WORK INSTRUCTIONS :: The output should be limited to the line holding "Target: dark wingtip feather" and the lines after it through the end of the entries, each restated exactly.

• • • • • • •

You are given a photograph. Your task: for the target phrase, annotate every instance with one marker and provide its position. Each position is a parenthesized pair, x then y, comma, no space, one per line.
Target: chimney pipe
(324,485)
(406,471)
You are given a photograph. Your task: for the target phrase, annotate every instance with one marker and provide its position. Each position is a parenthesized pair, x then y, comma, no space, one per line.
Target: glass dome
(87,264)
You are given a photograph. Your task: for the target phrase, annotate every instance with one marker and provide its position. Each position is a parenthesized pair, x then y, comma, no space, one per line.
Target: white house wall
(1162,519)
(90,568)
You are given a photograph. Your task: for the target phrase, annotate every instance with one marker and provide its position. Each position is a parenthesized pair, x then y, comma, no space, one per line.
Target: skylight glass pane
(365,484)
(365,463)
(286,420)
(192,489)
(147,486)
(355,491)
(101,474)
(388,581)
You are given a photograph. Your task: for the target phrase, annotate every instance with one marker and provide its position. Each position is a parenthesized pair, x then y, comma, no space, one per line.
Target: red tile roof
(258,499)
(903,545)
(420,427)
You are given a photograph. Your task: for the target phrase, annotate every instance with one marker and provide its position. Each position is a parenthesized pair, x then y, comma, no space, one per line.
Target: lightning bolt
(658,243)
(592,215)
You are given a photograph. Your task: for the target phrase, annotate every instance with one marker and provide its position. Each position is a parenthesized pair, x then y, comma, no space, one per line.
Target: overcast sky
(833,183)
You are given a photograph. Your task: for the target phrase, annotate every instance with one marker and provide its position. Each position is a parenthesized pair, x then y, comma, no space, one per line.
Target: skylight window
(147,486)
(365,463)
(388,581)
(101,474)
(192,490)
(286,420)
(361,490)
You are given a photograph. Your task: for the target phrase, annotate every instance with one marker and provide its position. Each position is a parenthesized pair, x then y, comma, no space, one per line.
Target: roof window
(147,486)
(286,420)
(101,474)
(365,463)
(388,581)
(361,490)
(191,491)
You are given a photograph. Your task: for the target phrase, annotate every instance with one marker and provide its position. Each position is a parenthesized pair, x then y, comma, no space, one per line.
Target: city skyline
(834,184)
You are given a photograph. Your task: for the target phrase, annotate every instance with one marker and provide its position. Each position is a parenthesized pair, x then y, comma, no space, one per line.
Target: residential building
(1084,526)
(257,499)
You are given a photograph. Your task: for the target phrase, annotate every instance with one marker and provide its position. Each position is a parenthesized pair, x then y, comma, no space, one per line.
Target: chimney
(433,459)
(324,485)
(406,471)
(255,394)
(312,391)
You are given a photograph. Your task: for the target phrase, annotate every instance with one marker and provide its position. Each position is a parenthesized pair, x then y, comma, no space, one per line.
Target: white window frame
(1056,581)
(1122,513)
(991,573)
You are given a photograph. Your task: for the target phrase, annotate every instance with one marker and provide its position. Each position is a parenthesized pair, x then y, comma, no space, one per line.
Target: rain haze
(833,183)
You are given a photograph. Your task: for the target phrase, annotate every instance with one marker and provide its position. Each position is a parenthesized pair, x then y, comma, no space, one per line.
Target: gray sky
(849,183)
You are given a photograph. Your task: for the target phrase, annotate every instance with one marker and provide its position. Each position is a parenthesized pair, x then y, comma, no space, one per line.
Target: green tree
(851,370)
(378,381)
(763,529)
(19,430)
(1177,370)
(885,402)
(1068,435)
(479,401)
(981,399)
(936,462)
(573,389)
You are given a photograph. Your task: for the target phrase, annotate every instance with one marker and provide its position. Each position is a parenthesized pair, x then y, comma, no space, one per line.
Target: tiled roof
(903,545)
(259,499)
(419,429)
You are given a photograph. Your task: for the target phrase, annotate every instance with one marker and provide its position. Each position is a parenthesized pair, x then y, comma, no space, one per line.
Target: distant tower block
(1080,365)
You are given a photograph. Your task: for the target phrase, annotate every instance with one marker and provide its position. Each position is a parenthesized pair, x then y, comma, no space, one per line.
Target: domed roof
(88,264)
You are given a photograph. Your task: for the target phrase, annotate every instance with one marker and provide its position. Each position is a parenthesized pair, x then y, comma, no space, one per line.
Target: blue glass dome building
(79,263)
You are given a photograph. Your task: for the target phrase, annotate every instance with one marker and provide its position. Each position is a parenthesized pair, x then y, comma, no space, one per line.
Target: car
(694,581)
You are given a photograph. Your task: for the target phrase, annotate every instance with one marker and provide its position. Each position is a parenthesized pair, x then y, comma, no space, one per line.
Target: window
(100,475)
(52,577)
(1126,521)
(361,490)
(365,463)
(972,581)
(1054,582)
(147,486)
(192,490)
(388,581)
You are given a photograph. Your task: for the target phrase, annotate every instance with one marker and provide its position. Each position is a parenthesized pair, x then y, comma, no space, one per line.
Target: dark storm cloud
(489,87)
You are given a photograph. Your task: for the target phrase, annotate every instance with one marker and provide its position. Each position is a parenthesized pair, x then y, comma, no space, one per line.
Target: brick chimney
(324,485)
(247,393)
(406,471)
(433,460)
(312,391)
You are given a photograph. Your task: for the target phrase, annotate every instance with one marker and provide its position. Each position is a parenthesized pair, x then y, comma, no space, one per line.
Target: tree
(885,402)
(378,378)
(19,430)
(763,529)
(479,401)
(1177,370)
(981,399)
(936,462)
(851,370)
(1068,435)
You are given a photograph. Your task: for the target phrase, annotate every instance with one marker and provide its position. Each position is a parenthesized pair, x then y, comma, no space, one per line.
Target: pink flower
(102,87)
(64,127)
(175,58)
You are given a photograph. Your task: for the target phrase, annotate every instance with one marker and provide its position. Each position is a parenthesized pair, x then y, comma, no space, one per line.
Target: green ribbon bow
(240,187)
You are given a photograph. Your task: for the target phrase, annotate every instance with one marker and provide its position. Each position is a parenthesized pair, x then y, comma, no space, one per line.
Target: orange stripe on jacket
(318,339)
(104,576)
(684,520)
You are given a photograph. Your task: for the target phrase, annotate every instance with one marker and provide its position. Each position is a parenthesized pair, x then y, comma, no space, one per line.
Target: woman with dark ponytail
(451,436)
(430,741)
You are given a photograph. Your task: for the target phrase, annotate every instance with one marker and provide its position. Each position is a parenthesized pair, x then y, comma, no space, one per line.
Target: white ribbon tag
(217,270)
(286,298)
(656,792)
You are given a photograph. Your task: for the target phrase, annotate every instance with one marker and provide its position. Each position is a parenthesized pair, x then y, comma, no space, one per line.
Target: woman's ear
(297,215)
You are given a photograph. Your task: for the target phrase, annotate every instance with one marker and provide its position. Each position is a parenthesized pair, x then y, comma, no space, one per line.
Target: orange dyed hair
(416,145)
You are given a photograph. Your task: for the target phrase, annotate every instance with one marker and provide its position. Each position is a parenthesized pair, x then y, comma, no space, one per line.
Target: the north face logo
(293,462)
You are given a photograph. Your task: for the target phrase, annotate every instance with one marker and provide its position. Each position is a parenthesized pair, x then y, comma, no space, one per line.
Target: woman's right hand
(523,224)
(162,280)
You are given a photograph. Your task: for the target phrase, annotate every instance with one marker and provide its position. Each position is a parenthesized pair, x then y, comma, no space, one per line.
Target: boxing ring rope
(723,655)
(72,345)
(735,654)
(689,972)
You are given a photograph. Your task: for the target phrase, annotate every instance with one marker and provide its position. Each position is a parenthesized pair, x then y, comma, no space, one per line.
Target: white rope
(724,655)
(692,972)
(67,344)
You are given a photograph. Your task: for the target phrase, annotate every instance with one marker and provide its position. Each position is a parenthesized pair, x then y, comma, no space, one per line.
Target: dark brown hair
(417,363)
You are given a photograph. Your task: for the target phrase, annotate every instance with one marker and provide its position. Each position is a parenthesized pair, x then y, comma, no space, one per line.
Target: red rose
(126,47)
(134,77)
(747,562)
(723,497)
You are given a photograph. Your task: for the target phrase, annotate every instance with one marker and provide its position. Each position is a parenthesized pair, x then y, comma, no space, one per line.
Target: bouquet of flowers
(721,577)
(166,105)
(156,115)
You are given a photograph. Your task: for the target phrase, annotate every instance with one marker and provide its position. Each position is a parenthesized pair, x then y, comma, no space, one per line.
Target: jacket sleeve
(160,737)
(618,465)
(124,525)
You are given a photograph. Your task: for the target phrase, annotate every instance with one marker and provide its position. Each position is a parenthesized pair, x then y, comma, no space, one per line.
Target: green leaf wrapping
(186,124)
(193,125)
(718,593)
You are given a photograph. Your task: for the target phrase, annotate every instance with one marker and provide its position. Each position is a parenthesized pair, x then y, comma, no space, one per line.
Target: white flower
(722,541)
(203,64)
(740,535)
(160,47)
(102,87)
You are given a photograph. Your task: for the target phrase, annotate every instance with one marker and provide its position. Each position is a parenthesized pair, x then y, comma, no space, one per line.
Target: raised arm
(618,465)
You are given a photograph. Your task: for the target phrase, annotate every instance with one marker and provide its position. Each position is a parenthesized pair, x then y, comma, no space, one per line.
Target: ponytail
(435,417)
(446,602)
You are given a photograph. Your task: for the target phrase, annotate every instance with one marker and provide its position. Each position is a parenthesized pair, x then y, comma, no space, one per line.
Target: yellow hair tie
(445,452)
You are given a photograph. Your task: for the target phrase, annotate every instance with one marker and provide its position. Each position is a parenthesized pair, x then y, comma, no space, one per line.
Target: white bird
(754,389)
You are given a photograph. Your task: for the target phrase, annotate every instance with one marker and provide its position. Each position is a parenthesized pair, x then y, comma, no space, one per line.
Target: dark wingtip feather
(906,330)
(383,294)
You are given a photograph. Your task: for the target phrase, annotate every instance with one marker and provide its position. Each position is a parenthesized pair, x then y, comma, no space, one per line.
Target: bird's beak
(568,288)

• • • • • • •

EXERCISE OUTPUT ::
Target: dark wingtip feather
(906,330)
(383,294)
You are given a photograph. Your task: for the target phrase, annotate every instance with one marker and provide its position. Each position is a parenthesized pair, x then y, comma, no space, one per line.
Target: bird's beak
(568,288)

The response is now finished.